The Government has confirmed plans to urgently pass laws which will allow it to impose parole-like conditions on ex-criminals deported from overseas.

But it admits 167 people who have already been deported from Australia do not currently face any supervision conditions unless they are considered at a very high risk of reoffending.

Around 1000 expats are expected to be sent back to New Zealand under a controversial rule change by the Australian Government.

Justice Minister Amy Adams outlined details of a new supervision regime for this group and deportees from other countries this afternoon.


She said ex-offenders being returned from other countries should face the same sort of oversight as people who had served a similar prison term in New Zealand.

The supervision regime would apply to ex-offenders who had been sentenced to more than one year's jail in another country, had returned to New Zealand within six months of their release from custody overseas, and were imprisoned for behaviour that would be an imprisonable offence under New Zealand law.

Special conditions would apply to people who were still being monitored when they were deported but fell outside the six-month threshold.

The length of supervision would depend on the length of the sentence imposed. A sentence of one to two years would lead to six months' supervision and a life sentence would lead to five years' supervision.

They would face the same conditions as people on parole in New Zealand. Police would also be able to fingerprint and photograph deported criminals and require them to provide information including aliases, intended address, and a DNA sample in more serious cases.

Ms Adams said the Government aimed to have the legislation passed "as a matter of priority".

She said 167 ex-offenders had already been deported to New Zealand while the policy was being developed.

Ms Adams said if any of this group was considered high-risk, the Corrections Department was able to apply for monitoring conditions such as an extended supervision order or public protection order.


Corrections confirmed this afternoon that it had not applied for either order for any of the deported ex-offenders.

Ms Adams defended the pace of the Government's response to the deportations from Australia, saying that the problem had been forced on New Zealand and that it took time to develop a policy.

"The reality is we don't have a choice whether to accept these New Zealand citizens or choose when they arrive," she said in a statement.

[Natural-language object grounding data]

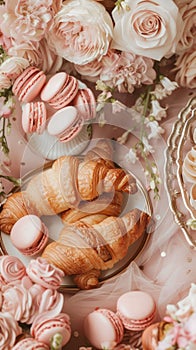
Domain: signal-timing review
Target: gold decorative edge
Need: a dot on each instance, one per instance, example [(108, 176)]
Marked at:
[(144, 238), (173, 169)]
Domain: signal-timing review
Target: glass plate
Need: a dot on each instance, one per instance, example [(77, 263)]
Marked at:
--
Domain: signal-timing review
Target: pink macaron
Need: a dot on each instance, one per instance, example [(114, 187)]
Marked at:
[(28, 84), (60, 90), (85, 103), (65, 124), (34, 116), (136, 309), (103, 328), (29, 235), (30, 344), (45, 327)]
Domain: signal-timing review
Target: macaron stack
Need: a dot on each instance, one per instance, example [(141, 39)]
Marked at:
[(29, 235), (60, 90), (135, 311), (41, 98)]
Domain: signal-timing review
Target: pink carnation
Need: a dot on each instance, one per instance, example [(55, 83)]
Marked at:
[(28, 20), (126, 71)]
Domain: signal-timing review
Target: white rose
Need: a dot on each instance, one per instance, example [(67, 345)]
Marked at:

* EXERCISE
Retype the passage of the article on supervising deported ex-offenders from "Justice Minister Amy" to "New Zealand law.".

* REPLY TO THE EXERCISE
Justice Minister Amy Adams outlined details of a new supervision regime for this group and deportees from other countries this afternoon.


She said ex-offenders being returned from other countries should face the same sort of oversight as people who had served a similar prison term in New Zealand.

The supervision regime would apply to ex-offenders who had been sentenced to more than one year's jail in another country, had returned to New Zealand within six months of their release from custody overseas, and were imprisoned for behaviour that would be an imprisonable offence under New Zealand law.